▸ **Written exercise**
Report how many lines of the records below contain the string "church". Count only matches in the same case, and give the number alone.

▸ **The records**

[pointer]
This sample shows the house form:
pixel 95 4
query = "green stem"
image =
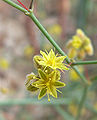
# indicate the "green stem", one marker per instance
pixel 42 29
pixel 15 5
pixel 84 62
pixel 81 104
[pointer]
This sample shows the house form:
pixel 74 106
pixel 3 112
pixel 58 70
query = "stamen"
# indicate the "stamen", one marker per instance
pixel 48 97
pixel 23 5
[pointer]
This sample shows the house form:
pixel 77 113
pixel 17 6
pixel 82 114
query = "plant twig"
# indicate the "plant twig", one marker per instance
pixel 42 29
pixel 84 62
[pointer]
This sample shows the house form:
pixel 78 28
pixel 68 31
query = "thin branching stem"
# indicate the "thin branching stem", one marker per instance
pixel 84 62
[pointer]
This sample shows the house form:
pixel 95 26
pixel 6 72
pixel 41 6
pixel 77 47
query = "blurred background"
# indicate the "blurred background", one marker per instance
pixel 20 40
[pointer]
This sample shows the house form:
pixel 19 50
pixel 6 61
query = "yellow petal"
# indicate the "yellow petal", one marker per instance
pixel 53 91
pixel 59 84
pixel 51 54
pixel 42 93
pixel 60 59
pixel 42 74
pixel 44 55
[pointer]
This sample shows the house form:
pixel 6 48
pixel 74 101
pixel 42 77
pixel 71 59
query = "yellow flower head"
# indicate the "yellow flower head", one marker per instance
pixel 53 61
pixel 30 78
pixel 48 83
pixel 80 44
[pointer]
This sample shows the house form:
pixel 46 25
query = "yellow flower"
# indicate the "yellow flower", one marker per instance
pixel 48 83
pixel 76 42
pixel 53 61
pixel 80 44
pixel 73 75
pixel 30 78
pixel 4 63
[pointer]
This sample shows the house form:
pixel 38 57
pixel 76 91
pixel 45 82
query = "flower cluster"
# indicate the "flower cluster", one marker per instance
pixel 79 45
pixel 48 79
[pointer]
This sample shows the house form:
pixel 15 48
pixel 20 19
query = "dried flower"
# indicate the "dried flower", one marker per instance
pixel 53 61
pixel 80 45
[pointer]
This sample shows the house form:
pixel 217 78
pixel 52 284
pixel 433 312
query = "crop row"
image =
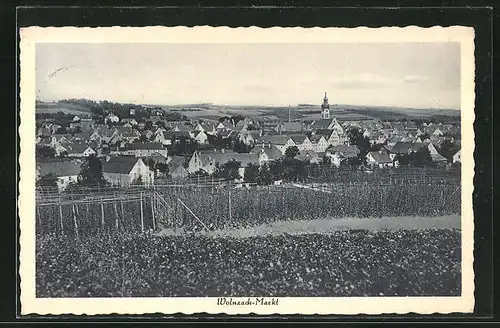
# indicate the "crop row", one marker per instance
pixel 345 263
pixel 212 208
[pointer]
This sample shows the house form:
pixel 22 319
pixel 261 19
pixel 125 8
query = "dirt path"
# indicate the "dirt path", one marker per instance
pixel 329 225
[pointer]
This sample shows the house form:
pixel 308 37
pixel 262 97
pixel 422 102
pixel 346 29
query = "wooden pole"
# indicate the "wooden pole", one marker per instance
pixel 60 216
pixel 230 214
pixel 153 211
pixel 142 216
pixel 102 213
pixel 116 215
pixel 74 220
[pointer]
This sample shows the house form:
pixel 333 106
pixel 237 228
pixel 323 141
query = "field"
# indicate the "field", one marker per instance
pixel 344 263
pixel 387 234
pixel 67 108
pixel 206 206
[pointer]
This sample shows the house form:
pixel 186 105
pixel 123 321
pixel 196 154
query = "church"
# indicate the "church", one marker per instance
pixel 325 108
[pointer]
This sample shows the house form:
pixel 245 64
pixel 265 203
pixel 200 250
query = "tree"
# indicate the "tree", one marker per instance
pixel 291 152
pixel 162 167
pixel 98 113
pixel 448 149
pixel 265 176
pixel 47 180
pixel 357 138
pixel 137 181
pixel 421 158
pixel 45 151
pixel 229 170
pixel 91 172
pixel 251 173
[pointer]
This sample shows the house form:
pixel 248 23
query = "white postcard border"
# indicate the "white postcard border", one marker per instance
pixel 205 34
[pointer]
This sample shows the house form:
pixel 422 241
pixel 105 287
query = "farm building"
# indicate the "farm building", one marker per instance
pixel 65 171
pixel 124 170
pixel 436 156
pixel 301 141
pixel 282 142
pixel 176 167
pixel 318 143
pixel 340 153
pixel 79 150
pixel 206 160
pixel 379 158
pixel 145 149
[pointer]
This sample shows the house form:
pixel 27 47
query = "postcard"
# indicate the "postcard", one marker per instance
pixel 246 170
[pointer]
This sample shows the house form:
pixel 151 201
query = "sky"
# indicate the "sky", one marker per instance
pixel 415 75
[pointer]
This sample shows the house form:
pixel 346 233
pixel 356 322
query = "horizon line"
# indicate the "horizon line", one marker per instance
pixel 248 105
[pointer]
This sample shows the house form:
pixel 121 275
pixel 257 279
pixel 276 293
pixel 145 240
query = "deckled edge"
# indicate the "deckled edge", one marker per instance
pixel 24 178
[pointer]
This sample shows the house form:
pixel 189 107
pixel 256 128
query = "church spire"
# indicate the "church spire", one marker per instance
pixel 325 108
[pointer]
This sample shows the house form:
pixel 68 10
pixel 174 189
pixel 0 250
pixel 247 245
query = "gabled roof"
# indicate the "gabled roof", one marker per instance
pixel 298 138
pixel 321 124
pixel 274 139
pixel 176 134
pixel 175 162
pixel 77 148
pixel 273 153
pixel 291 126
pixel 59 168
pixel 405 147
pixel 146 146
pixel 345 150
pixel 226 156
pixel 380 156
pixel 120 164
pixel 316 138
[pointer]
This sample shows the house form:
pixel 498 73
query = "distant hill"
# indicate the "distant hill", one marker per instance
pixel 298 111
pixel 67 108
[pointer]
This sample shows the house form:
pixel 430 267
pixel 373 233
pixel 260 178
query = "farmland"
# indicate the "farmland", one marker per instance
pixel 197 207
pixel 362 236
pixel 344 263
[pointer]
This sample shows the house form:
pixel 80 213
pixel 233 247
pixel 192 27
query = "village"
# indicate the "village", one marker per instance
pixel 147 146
---
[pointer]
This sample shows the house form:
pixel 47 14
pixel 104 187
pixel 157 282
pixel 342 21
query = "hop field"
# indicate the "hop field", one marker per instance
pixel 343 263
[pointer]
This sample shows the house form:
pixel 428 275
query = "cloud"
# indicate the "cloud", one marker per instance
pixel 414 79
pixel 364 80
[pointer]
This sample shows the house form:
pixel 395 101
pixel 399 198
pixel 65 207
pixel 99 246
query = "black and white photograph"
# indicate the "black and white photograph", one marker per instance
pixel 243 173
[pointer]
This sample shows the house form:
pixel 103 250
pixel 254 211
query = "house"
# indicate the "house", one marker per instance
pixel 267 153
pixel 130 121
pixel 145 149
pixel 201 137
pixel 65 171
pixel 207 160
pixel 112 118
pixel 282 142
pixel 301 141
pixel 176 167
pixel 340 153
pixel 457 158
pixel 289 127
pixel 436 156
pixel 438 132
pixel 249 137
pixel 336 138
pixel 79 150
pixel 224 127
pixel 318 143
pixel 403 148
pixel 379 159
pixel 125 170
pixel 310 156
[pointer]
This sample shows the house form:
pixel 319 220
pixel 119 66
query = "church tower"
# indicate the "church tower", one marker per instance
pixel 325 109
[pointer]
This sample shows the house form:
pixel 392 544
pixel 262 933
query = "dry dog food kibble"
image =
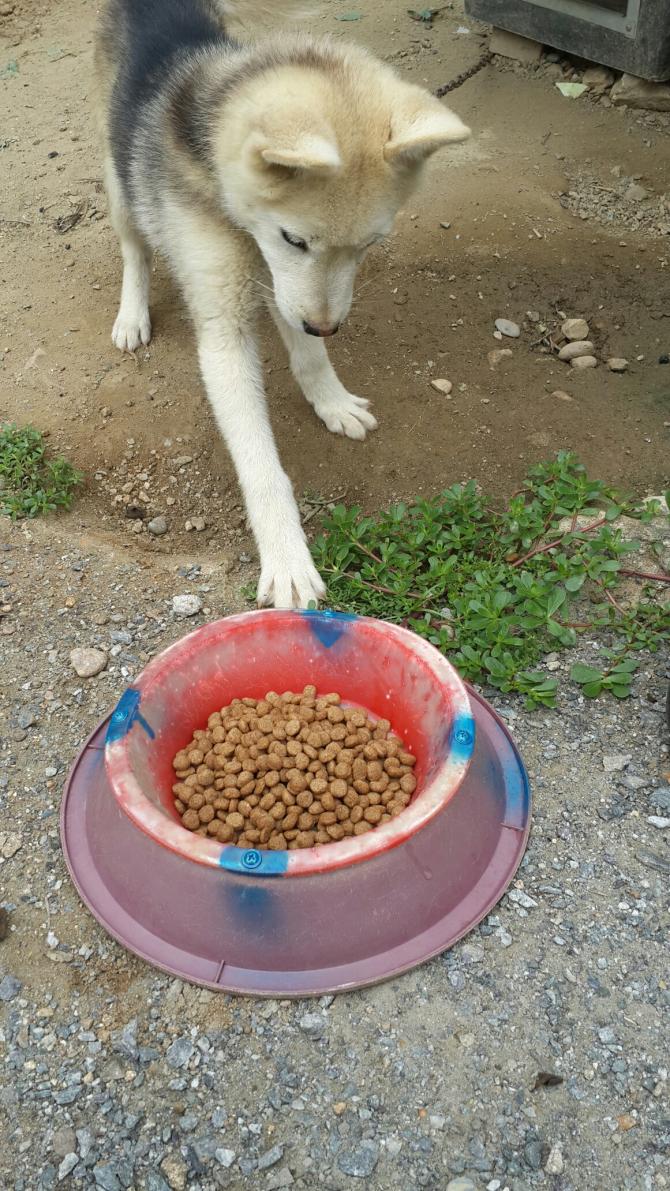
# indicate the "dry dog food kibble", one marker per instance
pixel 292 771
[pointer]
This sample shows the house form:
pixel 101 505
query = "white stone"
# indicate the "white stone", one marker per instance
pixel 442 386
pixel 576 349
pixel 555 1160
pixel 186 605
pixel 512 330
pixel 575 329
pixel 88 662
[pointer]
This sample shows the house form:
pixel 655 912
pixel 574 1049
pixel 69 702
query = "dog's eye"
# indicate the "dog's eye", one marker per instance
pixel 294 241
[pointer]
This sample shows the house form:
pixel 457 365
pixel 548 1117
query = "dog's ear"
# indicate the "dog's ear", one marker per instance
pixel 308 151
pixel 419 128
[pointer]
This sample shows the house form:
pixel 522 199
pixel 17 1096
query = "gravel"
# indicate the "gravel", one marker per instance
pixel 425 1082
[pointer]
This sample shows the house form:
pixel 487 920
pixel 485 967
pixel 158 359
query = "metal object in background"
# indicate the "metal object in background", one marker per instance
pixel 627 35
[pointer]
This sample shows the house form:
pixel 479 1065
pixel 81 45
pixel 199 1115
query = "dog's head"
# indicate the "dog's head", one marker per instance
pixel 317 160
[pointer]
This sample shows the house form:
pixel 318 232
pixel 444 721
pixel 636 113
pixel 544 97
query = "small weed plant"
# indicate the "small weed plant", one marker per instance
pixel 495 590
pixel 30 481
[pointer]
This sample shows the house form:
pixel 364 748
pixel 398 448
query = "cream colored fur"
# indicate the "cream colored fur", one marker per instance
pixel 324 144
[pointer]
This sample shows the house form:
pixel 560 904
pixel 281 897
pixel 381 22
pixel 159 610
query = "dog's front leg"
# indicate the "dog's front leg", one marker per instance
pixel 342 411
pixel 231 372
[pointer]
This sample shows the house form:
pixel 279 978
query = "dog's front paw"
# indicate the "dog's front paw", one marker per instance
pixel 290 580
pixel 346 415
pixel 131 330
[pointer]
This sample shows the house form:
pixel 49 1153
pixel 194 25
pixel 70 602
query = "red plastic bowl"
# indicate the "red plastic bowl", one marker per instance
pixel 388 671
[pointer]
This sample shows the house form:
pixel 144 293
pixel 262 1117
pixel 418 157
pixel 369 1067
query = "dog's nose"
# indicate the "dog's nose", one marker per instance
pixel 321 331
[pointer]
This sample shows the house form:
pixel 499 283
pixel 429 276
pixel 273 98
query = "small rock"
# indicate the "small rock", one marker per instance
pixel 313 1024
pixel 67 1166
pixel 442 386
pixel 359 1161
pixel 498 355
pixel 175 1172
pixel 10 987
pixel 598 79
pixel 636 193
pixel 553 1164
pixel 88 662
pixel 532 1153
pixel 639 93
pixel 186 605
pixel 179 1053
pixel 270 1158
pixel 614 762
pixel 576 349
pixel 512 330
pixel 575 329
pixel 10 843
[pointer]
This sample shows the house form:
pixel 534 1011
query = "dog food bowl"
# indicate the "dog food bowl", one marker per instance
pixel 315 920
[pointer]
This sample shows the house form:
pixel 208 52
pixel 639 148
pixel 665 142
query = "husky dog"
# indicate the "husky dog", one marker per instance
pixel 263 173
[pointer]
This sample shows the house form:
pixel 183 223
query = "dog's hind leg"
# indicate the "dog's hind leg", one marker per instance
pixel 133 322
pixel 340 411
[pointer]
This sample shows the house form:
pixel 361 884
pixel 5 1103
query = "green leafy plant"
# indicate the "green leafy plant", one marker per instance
* * *
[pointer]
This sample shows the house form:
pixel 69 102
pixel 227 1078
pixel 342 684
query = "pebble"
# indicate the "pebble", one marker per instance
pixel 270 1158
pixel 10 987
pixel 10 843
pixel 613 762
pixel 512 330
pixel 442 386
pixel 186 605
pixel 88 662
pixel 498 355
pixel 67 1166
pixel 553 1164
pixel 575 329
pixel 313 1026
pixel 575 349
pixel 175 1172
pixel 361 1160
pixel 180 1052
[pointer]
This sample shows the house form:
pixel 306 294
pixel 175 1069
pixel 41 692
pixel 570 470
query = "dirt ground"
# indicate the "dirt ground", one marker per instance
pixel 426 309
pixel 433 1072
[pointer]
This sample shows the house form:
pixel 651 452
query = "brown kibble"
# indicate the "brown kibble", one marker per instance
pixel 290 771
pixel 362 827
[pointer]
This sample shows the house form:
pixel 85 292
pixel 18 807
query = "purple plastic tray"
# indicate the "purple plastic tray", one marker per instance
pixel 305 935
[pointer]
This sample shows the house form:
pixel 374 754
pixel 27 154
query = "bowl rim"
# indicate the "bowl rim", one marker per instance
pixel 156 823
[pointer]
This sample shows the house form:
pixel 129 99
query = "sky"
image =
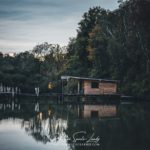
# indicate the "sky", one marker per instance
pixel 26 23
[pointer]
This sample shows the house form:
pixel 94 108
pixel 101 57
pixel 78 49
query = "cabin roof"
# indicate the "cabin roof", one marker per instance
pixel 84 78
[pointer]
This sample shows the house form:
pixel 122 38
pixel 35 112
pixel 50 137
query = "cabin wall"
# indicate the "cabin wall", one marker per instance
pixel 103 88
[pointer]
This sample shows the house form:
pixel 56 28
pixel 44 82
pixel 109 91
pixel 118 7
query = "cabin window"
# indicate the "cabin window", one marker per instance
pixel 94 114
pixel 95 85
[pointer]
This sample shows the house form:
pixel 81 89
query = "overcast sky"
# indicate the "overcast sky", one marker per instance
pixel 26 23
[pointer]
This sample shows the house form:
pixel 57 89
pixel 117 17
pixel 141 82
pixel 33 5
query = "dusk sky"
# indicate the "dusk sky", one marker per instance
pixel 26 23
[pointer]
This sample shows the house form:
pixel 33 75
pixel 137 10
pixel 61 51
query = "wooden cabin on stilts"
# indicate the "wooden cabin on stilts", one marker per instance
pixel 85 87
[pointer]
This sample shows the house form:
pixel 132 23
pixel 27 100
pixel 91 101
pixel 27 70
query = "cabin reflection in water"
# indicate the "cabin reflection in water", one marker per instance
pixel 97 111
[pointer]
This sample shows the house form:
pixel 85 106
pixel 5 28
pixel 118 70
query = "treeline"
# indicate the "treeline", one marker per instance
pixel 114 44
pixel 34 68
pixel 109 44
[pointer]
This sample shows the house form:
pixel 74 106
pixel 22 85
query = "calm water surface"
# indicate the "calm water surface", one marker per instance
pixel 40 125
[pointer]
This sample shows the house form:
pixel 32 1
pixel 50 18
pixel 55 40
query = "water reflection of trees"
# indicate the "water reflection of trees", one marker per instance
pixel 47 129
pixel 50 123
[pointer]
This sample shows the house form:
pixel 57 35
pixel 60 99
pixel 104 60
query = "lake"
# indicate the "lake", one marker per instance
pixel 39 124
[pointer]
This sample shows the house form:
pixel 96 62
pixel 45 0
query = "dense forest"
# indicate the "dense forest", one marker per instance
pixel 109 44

▸ **Worked solution**
6